**EXTRAIT FOURNI:**
La venue de la pluie nécessite une prière d’Elie (1 R 18.42-44). Ce qui étonne, c’est la difficulté d’obtenir la pluie, puisque le prophète doit prier longtemps (il renvoie son serviteur sept fois). Le contraste avec les situations antérieures est manifeste. Alors que l’arrêt de la pluie (signe du jugement divin) semble s’être réalisé sans prière, et que le feu céleste (autre signe du jugement divin) est venu dès la première requête d’Elie, la venue de la pluie (signe de la grâce divine) nécessite une prière prolongée. Cela est d’autant plus surprenant que la pluie avait été promise par Dieu (1 R 18.1), alors qu’aucun mandat divin n’est mentionné ni en rapport avec l’arrêt de la pluie, ni en rapport avec le défi du mont Carmel. Ainsi, Elie semble peiner dans le domaine de la grâce, alors qu’il excelle dans le domaine du jugement.
Pour Elie, le retour de la pluie n’est pas signe de pardon divin envers Achab. Le prophète refuse de monter sur le char royal pour se rendre à Jizréel, car il ne se sent pas en communion avec le roi. Certes, Elie accompagne Achab à Jizréel, mais ce n’est pas pour y établir son logement et reprendre sa place parmi le peuple, mais pour encourager le roi à poursuivre la réforme religieuse entamée au Carmel. Elie préfère parcourir à pied une trentaine de kilomètres, plutôt que de donner au roi un signe de communion. Aucune association n’est envisageable tant que les compromis religieux et l’injustice règnent dans le pays. Elie semble tellement impatient de voir la justice s’accomplir à Jizréel qu’il y précède même Achab. Il veut être aux avant-postes pour assister et encourager le roi dans ses réformes.

**CONSIGNES:**
1) Que dit l'extrait sur Elie sur les points suivants ?
(a) Combien de fois Elie renvoie-t-il son serviteur ?
(b) Quelle distance Elie préfère-t-il parcourir à pied ?
(c) De quoi la pluie qui revient est-elle le signe ?
2) Pouvez-vous récrire plus brièvement le paragraphe de l'extrait sur Elie qui commence par « Pour Elie, le retour de la pluie », en conservant ses faits principaux ?
3) Ces affirmations concordent-elles avec l'extrait sur Elie ? Répondez par oui ou par non, en citant textuellement les mots qui tranchent.
(a) La pluie avait été promise par Dieu.
(b) Le feu céleste n'est venu qu'après une longue prière d'Elie.
(c) Elie se rend à Jizréel pour reprendre sa place parmi le peuple.
Appuyez-vous uniquement sur l'extrait sur Elie.

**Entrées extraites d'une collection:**
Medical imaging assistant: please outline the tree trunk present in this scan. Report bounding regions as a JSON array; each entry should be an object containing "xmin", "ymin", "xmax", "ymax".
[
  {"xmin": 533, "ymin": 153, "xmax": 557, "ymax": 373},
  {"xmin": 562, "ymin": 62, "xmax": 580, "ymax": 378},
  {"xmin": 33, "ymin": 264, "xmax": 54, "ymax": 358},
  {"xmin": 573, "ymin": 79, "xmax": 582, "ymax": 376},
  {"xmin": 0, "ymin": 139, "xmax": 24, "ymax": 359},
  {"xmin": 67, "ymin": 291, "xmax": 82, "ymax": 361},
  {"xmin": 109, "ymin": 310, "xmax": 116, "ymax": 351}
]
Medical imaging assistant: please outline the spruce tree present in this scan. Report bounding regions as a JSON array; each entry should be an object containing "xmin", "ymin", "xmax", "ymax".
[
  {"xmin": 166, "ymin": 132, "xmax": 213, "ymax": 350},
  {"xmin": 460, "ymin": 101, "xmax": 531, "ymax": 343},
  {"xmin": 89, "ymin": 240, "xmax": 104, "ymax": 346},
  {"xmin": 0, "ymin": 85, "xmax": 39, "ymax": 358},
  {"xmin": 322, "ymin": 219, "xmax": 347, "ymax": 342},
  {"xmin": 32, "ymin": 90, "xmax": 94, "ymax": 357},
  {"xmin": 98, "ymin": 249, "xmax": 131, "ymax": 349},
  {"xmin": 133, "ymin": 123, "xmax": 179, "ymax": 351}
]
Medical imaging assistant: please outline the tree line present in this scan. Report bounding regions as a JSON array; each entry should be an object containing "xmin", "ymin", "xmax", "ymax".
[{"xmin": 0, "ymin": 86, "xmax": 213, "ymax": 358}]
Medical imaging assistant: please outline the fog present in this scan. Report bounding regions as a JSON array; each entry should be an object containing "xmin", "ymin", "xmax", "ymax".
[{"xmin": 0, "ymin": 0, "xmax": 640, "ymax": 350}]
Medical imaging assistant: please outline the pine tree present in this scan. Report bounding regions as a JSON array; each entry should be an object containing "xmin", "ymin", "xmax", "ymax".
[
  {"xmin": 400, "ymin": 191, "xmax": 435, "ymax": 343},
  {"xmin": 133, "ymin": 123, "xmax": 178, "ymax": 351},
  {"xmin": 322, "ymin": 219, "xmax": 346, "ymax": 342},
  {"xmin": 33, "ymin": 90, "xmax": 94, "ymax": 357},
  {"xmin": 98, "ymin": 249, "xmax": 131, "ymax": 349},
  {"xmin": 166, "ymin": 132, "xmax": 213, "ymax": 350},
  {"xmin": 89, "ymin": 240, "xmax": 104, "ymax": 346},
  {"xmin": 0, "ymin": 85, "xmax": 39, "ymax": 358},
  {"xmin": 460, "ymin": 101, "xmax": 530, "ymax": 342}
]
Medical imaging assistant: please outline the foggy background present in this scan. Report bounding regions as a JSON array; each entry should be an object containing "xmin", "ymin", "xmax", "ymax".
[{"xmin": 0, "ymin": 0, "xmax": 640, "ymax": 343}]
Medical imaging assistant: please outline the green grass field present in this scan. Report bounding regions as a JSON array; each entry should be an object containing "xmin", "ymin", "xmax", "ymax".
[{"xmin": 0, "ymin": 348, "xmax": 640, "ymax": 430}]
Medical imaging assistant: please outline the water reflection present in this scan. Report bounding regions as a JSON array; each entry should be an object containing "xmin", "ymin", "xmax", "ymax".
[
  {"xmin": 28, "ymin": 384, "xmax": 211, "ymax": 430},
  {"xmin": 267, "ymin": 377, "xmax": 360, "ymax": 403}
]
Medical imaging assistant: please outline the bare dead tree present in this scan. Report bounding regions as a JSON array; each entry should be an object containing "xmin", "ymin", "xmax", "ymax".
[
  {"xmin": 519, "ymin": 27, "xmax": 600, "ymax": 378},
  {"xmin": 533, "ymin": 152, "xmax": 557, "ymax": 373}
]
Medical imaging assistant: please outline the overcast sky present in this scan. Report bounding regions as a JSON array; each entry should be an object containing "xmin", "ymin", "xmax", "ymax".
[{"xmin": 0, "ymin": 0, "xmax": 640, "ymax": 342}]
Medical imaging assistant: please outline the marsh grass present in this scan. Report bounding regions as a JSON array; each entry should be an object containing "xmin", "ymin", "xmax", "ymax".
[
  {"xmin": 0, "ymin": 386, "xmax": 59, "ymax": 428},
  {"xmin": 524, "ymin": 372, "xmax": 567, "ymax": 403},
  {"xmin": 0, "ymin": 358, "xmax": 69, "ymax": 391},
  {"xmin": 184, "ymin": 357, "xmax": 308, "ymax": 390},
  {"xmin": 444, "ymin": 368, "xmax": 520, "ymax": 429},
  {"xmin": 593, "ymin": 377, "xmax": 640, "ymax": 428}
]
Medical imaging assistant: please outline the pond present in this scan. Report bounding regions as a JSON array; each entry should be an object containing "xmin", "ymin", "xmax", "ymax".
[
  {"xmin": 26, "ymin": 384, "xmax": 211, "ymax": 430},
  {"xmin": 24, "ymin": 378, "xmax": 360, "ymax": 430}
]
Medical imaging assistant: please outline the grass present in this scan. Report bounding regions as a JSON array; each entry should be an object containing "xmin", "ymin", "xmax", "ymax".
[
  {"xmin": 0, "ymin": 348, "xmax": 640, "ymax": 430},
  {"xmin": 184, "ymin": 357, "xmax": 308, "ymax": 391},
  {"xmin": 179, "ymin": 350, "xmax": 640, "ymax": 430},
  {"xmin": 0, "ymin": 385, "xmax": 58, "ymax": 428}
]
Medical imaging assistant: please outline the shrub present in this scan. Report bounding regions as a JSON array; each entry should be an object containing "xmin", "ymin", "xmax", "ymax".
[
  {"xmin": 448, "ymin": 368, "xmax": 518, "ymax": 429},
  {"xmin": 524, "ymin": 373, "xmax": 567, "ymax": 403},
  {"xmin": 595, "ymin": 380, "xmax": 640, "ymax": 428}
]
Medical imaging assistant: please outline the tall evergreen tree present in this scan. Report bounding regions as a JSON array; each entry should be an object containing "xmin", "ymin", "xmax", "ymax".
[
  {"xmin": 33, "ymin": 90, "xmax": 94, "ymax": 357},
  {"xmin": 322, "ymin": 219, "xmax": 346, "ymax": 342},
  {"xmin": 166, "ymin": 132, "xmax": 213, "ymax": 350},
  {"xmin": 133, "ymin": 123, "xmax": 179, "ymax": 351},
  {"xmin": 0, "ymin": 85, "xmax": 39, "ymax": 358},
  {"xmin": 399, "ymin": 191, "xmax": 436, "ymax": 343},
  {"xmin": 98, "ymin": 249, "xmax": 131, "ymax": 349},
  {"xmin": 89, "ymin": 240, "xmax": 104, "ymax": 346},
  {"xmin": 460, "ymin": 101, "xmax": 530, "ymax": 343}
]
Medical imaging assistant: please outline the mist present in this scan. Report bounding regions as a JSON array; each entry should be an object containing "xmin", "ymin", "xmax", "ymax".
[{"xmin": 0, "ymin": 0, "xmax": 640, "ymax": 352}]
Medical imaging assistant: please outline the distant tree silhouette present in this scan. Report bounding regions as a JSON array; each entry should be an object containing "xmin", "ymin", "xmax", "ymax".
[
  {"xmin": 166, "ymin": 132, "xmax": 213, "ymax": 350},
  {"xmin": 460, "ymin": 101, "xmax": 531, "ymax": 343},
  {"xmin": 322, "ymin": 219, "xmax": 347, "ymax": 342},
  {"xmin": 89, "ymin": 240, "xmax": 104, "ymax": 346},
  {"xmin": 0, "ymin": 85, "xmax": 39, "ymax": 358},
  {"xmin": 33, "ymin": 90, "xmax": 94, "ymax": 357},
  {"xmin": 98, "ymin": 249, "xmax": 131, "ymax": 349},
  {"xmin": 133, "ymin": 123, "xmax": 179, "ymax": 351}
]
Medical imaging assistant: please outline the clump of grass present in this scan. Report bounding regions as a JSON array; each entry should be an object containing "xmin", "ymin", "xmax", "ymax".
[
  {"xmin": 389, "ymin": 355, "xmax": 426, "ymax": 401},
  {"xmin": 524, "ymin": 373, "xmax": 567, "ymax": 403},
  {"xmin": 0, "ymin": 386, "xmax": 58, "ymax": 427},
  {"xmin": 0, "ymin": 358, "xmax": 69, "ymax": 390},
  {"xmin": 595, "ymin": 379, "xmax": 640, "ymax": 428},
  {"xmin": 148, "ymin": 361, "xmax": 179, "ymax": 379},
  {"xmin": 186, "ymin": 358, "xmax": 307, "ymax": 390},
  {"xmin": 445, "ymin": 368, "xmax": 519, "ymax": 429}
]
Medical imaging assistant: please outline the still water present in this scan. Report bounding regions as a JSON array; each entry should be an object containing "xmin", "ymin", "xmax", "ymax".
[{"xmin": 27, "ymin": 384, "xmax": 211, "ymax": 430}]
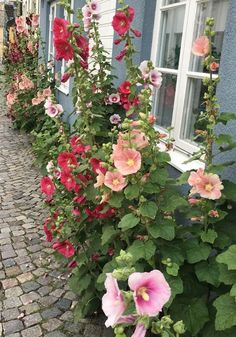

**RÉPONSES DANS L'ORDRE:**
1)
(a) Sept fois.
(b) Une trentaine de kilomètres.
(c) De la grâce divine.

2) Pour Elie, le retour de la pluie ne signifie pas qu'Achab est pardonné. Ne se sentant pas en communion avec le roi, il refuse de monter sur le char royal et préfère parcourir à pied une trentaine de kilomètres. S'il accompagne Achab à Jizréel, ce n'est pas pour s'y installer et reprendre sa place parmi le peuple. Il veut encourager le roi à poursuivre la réforme religieuse entamée au Carmel. Aucune association n'est possible tant que règnent les compromis religieux et l'injustice. Impatient de voir la justice s'accomplir, Elie précède même Achab à Jizréel.

3)
(a) Oui : « la pluie avait été promise par Dieu (1 R 18.1) ».
(b) Non : « le feu céleste (autre signe du jugement divin) est venu dès la première requête d’Elie ».
(c) Non : « ce n’est pas pour y établir son logement et reprendre sa place parmi le peuple ».